APPLY WHAT YOU READ -
a - Return the part of the judgment passage starting with "11. Learned counsel" and going on through "eye of law.", copied word for word.
b - List every witness the judgment passage identifies by a P.W. number.
c - Answer these questions from the judgment passage:
(i) Who recorded the dying declaration?
(ii) What weapon of offence did the I.O. recover at the spot?
(iii) How did the accused persons come before the court?

GIVEN PASSAGE -
++++++++++++++++++++
9. It is the settled principles of law that in a murder case, it is primarily for the prosecutor to decide which witnesses to be examined in order to unfold the story. The choice of selection of witnesses is with prosecutor, but the selection has to be made fairly and honestly. In the case in hand, prosecution chose to examine two eye witnesses, i.e., P.Ws. 4 and 5 and a post occurrence witness, P.W.7. Therefore, non-examination of Daru Parida is not fatal to the prosecution case.

10. Learned counsel appearing for the appellants contended that the dying declaration was manufactured. On perusal, it is revealed that the dying declaration was recorded by the doctor (P.W.8). Thereafter, the deceased was shifted to Nayagarh Hospital. In the intervening period, the I.O. proceeded to the spot, examined some of the witnesses and recovered the weapon of offence (Farsa). On the next day, he received information about the death of the deceased, proceeded to Nayagarh Hospital, held inquest and sent the dead body of the deceased for post-mortem examination. Thereafter, he proceeded to Nuagaon Hospital and collected 9 the injury report as well as sealed cover containing dying declaration. Thus, at the time of inquest the I.O. had no knowledge about the recording of the dying declaration. Furthermore, the dying declaration was recorded by the doctor in presence of the witnesses. P.W.8 is a disinterested witness and there is no material to discard the evidence of P.W.8. Rather he corroborated the evidence of P.W.7 and the eye witnesses. There is no contradiction in the evidence of P.Ws. 7 and 8 before whom deceased stated the names of the assailants. P.Ws. 4 and 5 clearly stated that they saw the accused persons assaulting the deceased by means of tangias. On seeing them, accused persons fled away from the spot. The deceased disclosed the names of the assailants before P.Ws. 7 and 8. A certificate has been given by the doctor that the deceased was in a fit state of mind to give the dying declaration. Therefore, there is no material to discard Ext.11, the dying declaration.

11. Learned counsel for the appellants further submitted that the mandate of the Cr.P.C. that it is the duty of the I.O. to forthwith forward the statements recorded under section 161 Cr.P.C. and other documents collected during investigation, has not been followed. But on perusal of the record it reveals that the accused persons surrendered in court. On police requisition, they were remanded to the police custody and thereafter produced before the Court. Since the accused persons/appellants were not forwarded after arrest by the police, they were taken on police remand for interrogation. After interrogation/investigation the I.O. produced them in Court. There was no occasion to produce case diary in court till production of appellants after expiry of police remand. Therefore, the contention raised by the learned counsel is not tenable in the eye of law.
++++++++++++++++++++
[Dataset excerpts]

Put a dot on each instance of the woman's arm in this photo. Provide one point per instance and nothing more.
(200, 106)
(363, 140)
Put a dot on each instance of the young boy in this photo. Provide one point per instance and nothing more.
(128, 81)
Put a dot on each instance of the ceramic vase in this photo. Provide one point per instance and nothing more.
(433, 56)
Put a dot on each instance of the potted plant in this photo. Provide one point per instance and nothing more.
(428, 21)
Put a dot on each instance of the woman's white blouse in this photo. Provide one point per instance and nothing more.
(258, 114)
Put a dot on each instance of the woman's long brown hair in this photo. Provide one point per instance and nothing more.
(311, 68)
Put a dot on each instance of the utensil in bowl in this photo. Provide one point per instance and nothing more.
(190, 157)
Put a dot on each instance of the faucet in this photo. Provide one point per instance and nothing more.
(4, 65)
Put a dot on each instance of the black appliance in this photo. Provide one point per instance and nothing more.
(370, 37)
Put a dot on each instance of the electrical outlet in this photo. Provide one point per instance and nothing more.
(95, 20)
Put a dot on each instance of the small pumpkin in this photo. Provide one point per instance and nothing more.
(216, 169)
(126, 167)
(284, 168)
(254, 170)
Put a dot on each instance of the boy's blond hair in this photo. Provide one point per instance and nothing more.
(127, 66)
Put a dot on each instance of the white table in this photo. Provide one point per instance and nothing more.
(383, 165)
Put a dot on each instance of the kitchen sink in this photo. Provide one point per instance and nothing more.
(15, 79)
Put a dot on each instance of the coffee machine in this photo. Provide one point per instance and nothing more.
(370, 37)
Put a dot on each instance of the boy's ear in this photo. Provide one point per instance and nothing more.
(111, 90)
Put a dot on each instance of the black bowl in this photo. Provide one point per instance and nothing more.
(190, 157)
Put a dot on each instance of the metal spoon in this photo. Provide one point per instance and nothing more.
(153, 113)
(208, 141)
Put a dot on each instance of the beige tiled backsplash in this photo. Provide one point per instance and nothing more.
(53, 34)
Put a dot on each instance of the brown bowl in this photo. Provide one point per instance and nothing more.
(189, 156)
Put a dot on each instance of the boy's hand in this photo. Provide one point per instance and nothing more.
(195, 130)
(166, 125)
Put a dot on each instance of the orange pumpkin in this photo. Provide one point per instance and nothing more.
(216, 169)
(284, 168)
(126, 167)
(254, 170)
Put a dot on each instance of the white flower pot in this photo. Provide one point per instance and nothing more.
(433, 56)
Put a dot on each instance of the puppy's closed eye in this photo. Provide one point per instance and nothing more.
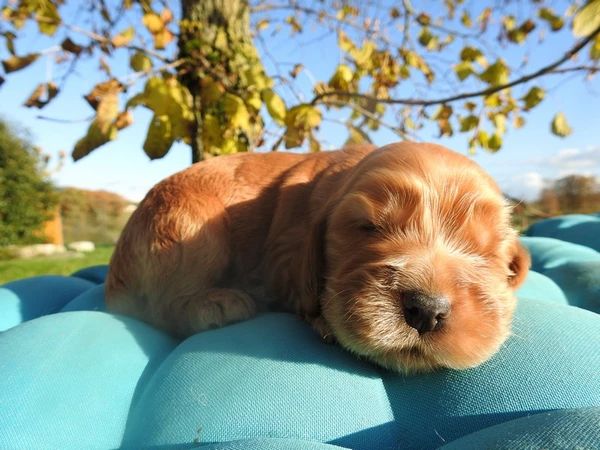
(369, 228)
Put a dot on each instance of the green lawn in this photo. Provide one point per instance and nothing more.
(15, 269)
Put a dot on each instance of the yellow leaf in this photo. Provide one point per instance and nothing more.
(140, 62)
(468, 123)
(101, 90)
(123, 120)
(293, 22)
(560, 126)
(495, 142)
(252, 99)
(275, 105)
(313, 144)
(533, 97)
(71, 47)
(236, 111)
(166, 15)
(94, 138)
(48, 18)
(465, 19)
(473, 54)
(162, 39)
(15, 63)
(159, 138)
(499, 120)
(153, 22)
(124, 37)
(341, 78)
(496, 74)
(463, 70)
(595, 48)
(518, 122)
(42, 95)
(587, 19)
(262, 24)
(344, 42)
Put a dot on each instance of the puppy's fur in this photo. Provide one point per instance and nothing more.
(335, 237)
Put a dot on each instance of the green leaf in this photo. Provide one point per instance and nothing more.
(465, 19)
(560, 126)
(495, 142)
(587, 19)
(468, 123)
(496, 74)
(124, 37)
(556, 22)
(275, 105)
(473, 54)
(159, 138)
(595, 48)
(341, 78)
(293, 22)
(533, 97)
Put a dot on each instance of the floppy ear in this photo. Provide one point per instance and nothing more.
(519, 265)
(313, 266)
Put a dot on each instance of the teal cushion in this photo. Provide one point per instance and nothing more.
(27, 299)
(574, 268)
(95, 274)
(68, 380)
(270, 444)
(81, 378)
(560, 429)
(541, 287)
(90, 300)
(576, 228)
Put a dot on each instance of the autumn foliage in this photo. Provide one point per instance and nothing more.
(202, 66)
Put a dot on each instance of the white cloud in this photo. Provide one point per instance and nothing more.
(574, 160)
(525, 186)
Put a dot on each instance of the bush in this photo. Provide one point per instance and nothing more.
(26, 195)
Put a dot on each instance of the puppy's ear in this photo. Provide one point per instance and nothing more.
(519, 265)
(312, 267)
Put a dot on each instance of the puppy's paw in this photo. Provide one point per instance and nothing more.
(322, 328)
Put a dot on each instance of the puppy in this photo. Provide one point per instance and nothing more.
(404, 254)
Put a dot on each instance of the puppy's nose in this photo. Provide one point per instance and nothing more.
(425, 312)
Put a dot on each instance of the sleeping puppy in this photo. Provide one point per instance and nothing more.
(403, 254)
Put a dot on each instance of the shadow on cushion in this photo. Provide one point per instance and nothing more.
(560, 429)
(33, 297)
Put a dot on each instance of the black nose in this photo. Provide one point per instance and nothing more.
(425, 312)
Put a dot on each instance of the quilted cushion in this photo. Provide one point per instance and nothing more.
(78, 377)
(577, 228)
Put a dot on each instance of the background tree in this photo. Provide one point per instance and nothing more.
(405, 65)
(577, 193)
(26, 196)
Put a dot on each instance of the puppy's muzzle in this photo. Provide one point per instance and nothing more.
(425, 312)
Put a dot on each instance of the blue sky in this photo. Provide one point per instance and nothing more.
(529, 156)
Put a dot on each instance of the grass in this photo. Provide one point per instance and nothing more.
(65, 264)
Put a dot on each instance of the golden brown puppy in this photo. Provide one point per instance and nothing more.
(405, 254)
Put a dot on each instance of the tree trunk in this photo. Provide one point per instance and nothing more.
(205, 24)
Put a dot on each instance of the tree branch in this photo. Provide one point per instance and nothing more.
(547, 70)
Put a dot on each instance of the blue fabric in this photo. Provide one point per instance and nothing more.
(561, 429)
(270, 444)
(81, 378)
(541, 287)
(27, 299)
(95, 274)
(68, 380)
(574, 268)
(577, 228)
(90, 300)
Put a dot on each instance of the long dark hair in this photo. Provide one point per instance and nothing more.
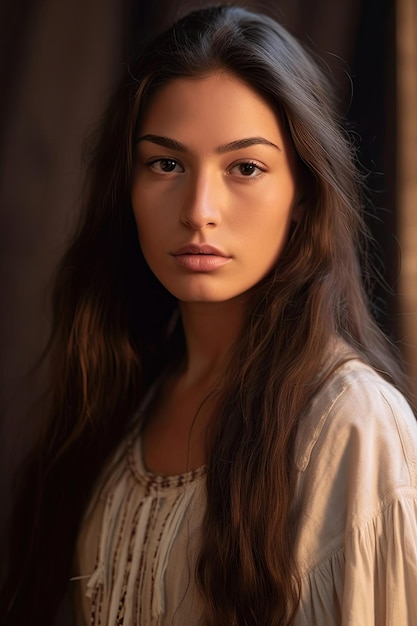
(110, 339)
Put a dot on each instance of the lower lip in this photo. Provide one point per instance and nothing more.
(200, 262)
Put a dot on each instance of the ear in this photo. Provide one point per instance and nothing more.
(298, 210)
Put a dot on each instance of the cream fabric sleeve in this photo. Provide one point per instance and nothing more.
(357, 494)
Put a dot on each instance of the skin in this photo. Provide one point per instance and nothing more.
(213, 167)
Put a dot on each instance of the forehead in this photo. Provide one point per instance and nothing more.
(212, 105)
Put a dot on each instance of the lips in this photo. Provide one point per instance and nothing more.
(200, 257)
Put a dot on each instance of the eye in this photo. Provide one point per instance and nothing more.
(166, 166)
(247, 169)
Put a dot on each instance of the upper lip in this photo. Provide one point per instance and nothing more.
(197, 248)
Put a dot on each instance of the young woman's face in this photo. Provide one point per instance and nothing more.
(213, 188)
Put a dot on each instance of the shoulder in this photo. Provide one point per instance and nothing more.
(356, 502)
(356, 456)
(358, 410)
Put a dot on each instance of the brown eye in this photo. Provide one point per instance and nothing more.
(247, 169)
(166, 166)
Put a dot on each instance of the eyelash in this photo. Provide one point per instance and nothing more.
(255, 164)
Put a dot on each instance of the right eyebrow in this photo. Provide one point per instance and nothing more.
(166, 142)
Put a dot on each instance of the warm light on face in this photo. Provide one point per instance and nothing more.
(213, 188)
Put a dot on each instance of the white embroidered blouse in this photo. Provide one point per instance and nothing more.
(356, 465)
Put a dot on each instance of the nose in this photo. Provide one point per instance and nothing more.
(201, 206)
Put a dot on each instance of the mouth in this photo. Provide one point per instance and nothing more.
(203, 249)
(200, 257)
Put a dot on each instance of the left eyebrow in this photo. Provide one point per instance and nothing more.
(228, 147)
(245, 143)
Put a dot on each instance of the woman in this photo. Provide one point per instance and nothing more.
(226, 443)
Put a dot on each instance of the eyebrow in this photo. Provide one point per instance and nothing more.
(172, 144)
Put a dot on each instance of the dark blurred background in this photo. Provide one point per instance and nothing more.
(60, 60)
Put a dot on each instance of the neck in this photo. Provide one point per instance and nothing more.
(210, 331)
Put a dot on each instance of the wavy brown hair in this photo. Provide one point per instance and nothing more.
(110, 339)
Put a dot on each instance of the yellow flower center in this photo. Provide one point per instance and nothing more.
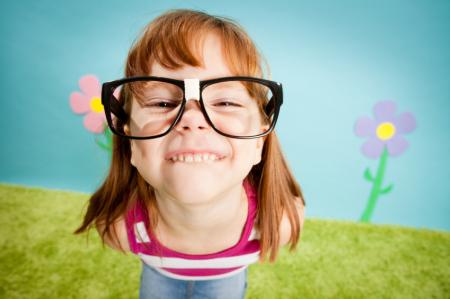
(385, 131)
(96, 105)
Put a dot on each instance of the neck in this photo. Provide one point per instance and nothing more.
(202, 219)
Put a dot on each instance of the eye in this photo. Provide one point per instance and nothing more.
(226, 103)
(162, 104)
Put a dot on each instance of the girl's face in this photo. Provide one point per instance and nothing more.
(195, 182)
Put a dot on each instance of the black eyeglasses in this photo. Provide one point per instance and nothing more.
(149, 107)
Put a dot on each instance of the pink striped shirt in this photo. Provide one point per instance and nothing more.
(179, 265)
++++++++++++++++++++
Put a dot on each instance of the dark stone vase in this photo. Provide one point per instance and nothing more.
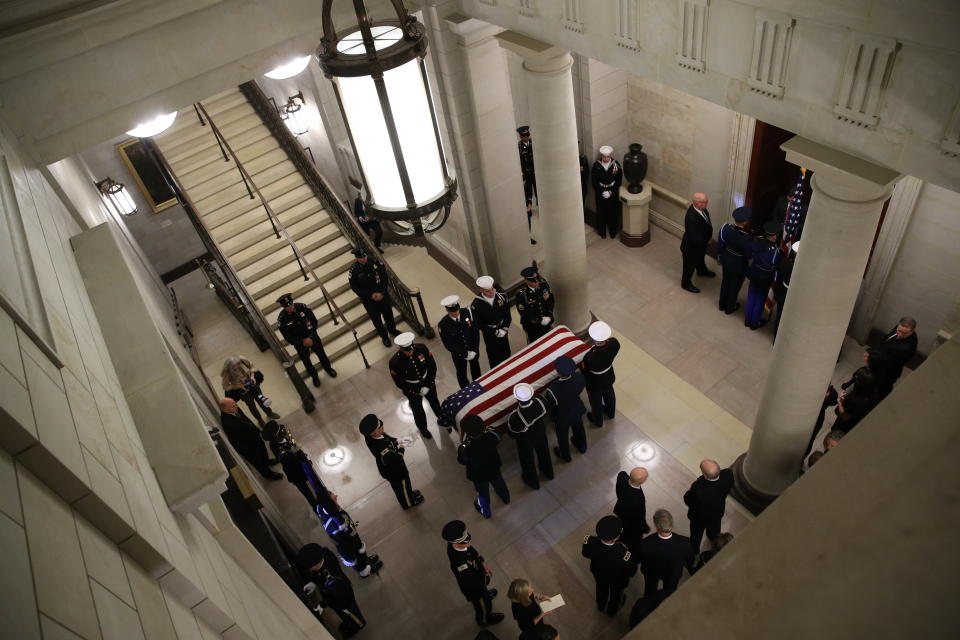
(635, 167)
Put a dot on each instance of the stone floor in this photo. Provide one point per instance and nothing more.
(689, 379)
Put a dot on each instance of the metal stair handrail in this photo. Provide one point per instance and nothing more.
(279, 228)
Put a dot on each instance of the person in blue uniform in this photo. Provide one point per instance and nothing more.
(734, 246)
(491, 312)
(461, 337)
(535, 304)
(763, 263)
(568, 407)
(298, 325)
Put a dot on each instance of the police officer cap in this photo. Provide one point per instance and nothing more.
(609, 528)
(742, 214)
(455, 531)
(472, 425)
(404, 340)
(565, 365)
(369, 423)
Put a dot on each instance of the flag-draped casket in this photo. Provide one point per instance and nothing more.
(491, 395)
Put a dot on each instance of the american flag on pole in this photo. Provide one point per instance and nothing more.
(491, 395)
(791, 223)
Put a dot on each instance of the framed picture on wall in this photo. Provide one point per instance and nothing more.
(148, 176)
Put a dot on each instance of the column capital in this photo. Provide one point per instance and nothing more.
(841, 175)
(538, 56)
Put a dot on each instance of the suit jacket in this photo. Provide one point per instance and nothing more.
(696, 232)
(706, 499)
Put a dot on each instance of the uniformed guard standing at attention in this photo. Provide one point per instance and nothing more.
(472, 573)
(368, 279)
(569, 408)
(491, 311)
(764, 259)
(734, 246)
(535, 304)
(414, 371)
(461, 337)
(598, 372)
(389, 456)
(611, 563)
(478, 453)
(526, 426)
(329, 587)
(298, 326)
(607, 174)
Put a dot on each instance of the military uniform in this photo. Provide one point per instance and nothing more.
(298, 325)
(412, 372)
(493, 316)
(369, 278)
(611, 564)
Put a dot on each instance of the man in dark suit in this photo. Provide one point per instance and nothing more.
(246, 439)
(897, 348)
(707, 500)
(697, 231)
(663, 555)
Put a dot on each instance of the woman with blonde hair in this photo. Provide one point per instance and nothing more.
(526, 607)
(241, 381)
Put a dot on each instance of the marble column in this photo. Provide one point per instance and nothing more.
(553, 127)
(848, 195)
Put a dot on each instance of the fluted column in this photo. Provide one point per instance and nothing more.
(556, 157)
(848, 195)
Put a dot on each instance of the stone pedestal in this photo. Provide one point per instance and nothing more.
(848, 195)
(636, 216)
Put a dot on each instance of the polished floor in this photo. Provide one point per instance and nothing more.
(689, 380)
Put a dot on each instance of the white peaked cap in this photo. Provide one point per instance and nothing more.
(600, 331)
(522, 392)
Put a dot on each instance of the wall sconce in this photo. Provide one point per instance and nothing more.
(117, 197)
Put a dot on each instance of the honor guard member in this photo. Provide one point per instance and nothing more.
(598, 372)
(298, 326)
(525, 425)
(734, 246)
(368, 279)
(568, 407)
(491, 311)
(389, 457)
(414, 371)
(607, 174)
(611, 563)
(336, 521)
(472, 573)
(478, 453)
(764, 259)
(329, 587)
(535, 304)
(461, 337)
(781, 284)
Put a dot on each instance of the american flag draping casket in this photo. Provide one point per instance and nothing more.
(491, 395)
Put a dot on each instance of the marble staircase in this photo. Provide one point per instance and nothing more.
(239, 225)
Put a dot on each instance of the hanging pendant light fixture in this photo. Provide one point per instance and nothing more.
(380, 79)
++++++++++++++++++++
ANSWERS BY ITEM NUMBER -
a -
11. Learned counsel for the appellants further submitted that the mandate of the Cr.P.C. that it is the duty of the I.O. to forthwith forward the statements recorded under section 161 Cr.P.C. and other documents collected during investigation, has not been followed. But on perusal of the record it reveals that the accused persons surrendered in court. On police requisition, they were remanded to the police custody and thereafter produced before the Court. Since the accused persons/appellants were not forwarded after arrest by the police, they were taken on police remand for interrogation. After interrogation/investigation the I.O. produced them in Court. There was no occasion to produce case diary in court till production of appellants after expiry of police remand. Therefore, the contention raised by the learned counsel is not tenable in the eye of law.

b -
P.W.4
P.W.5
P.W.7
P.W.8

c -
(i) The doctor, P.W.8.
(ii) A Farsa.
(iii) They surrendered in court.